When a big story hits, it can be hard to know exactly which angles to focus on, and collecting audience questions can help you know what your audience needs from you. You can work up specific forms before, during, and after breaking or major news events — whatever makes the most sense for your organization.

We’ve seen partners collect questions around severe weather, forest fires, protests, gun laws, legislative special sessions, immigration, and a fatberg (a giant blockage of fat in the London sewers). A list of examples can be found at the end of this help doc.

What to consider before you collect questions for breaking news

Before collecting questions around a breaking news situation, ask yourself the following:

  1. Will this be going on long enough for taking questions to make sense?

  2. Is there a reporter / editor who can manage questions as they come in?

  3. Do you have time to answer questions?

Step-by-step guide

  1. Once you've decided this is something you want to do, create a special form embed. By creating a new embed, it'll also generate a new list, which will help keep your regular Hearken questions and breaking news questions separate.

  2. Make sure someone from your reporting/editing staff will look at the questions coming in, and make decisions about which questions should be answered and how you'll do it (roundup, liveblog, on air, on social, as separate stories if needed, etc.). Depending on how quickly you intend to respond to questions, this could be more than one person to ensure every shift has involvement.

◆ **PROBLEMS TO SOLVE**
• A. Copy word for word the part of the help doc on collecting breaking news questions that starts at "Before collecting questions" and ends at "news questions separate.".
• B. Write the next part of the help doc on collecting breaking news questions, picking up after its last sentence.

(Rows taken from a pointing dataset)

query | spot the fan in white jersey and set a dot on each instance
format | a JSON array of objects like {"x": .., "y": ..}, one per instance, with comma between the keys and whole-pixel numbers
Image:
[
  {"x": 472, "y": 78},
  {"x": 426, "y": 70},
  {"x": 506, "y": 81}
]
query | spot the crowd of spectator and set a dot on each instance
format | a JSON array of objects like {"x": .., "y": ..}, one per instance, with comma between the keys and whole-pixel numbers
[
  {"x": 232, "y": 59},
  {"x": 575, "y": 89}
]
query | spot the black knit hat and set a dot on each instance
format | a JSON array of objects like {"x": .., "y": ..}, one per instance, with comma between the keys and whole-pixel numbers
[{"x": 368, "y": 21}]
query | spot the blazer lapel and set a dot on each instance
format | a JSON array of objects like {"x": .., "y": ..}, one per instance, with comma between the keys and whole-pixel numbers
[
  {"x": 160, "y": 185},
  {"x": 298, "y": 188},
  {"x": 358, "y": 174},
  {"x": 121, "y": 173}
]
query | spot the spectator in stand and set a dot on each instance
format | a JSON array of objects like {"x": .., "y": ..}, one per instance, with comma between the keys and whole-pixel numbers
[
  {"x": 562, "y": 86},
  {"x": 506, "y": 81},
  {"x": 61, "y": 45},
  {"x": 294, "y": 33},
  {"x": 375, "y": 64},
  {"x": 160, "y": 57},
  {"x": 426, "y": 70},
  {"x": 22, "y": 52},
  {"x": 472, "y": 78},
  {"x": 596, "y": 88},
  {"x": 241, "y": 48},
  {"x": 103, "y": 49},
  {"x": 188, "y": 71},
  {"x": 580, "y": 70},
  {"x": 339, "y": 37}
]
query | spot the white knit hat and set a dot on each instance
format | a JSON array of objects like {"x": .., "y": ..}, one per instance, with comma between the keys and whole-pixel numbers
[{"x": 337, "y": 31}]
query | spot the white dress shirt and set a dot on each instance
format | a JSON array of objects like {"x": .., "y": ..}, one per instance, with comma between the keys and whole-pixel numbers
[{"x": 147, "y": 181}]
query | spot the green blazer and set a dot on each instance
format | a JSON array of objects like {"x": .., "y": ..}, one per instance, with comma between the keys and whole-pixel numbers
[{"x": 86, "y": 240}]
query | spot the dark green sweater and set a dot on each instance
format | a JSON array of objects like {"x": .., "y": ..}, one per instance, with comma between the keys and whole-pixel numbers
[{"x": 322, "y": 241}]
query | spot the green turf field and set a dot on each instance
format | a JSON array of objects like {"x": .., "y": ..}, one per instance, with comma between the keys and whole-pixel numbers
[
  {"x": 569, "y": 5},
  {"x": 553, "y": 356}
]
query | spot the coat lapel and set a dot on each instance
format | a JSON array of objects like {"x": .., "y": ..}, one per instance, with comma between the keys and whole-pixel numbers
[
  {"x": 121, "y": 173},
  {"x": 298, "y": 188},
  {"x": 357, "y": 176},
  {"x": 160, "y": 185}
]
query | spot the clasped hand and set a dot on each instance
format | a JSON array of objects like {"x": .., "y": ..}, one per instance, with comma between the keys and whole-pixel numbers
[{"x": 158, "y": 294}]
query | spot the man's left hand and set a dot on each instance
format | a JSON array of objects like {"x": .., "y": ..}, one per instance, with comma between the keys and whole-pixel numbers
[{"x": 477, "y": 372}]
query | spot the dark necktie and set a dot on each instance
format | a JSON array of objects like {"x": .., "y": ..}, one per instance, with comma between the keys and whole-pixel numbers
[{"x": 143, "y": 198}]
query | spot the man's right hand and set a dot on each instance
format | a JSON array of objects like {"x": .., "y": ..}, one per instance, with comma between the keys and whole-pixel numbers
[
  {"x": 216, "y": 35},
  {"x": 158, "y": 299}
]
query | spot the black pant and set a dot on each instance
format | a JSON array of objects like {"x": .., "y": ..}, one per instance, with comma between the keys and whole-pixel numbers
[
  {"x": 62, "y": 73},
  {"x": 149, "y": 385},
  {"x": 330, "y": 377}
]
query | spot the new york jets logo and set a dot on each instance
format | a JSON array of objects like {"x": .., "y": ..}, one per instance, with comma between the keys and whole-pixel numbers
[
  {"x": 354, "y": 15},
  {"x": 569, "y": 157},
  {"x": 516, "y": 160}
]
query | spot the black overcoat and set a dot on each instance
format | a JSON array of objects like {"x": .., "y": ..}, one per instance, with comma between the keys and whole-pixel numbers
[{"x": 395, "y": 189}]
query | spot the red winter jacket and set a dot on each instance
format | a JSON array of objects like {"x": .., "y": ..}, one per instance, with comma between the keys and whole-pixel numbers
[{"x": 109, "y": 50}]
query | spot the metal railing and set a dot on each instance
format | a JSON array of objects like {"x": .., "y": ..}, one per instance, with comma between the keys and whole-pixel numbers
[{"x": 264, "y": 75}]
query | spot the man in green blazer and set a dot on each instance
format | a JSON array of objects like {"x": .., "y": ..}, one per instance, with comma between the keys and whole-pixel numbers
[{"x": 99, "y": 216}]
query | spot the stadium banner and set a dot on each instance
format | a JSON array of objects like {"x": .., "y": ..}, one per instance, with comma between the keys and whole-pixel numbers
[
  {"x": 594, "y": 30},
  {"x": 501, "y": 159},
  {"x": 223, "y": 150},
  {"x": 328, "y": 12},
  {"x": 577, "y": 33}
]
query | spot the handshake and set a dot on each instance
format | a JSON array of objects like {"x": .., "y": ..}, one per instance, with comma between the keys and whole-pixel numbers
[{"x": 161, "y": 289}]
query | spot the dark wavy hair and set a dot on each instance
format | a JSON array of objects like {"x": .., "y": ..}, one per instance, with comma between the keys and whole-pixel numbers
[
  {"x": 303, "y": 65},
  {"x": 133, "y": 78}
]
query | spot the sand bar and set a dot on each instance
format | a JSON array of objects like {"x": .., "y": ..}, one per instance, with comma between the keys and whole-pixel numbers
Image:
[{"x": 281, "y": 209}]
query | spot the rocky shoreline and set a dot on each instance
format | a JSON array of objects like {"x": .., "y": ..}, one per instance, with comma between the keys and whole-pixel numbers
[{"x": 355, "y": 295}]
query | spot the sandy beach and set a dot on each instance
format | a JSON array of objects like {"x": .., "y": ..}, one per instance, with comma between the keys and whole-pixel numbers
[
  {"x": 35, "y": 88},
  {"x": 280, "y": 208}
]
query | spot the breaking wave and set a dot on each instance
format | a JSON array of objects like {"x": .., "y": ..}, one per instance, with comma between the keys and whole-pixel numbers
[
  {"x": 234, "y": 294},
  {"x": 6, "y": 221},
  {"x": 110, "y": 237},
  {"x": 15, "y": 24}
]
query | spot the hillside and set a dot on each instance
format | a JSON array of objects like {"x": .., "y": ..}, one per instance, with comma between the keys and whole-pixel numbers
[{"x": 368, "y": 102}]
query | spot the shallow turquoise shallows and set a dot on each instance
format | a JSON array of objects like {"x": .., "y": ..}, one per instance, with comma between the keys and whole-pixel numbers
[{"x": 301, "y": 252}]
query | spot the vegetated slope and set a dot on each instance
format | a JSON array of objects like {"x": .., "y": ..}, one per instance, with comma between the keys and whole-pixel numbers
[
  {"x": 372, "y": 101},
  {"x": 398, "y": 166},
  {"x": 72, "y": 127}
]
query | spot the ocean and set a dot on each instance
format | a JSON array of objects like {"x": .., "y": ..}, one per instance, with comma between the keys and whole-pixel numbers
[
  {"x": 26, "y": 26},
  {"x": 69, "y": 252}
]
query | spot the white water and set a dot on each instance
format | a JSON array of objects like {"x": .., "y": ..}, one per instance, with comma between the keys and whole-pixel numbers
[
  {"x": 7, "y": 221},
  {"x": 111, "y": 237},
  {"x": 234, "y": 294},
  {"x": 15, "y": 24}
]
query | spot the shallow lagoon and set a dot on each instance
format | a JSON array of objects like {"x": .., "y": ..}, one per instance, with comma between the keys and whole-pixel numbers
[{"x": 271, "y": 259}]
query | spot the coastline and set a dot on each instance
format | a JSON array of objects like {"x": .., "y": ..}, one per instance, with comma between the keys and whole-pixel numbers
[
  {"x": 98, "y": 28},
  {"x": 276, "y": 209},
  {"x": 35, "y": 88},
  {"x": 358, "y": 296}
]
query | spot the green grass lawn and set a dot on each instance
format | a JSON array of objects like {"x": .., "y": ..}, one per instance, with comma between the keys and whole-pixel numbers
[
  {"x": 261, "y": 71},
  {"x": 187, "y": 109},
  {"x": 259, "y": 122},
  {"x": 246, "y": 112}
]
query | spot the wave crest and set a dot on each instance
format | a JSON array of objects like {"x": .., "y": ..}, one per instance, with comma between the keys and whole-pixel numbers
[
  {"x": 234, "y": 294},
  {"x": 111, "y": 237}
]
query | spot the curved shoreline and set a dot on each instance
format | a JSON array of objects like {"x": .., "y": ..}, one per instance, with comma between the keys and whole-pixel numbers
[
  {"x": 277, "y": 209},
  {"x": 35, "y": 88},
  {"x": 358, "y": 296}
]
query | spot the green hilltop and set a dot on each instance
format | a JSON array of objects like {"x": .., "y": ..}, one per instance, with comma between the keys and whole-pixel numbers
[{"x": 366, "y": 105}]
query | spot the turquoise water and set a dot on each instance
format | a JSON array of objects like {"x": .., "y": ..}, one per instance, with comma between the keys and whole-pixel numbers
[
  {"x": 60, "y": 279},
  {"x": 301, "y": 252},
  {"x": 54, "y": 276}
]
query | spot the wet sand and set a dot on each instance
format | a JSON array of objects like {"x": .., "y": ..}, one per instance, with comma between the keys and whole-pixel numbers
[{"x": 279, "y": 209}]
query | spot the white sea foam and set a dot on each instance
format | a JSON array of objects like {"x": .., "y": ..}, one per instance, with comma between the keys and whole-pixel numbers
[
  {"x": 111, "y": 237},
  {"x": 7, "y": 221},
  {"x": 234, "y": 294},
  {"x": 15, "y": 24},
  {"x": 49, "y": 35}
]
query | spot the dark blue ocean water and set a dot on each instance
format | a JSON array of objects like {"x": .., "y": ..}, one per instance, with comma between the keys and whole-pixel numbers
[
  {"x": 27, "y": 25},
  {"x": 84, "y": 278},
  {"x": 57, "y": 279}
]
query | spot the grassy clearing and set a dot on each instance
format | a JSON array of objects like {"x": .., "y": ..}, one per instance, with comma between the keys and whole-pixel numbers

◆ **TASK-BY-TASK ANSWERS**
• A.
Before collecting questions around a breaking news situation, ask yourself the following:

  1. Will this be going on long enough for taking questions to make sense?

  2. Is there a reporter / editor who can manage questions as they come in?

  3. Do you have time to answer questions?

Step-by-step guide

  1. Once you've decided this is something you want to do, create a special form embed. By creating a new embed, it'll also generate a new list, which will help keep your regular Hearken questions and breaking news questions separate.

• B.
  3. Decide where you want to embed it. Maybe you want to embed it only in stories related to the issue / event. Maybe you want it on the homepage. Maybe both. Embed in those places, and get the code to the people who will need it.

  4. Set up notifications. Determine whether you want a designated staff member to get emails when questions come in through this embed or if you want questions to go into a specific Slack channel

  5. Go live. Tell your audience that you're looking for their questions. Do some social promo (at least one Facebook post specifically calling for questions, and then perhaps mentioning it as part of other posts). You can also potentially mention it in any news alerts or newsletters going out during this time. 

  6. Go through questions as they come in and answer them as you see fit.If you do answer someone's question in a web post, it's a good idea to send them that link asap so they can share it. It can be a short, one-sentence email if you're in a crush, something like "Thanks for sending this question in. We had a chance to find the answer, check it out here:" or if you know you'll answer it on air, give them a heads up about what time to listen (just the hour is fine, doesn't need to be the exact block). It's also OK to just email question-askers back directly with a link to resources elsewhere when it's something outside your wheelhouse, if you feel so compelled.

  • Optional: Some of these may be good to turn into a question round-up for use online, in print or on the air, particularly once you get out a day or two from the event itself.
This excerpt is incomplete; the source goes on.